**What you should do**
Transcribe the records word for word, leaving nothing out.

• • • • • • •

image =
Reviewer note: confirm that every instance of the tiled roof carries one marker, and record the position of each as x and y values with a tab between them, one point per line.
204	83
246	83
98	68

• • • • • • •

**Exercise output**
image =
Reviewer note: confirm that every instance of the tiled roof carries one marker, and record the position of each as x and y values with a tab between them, one point per line.
204	83
246	83
98	68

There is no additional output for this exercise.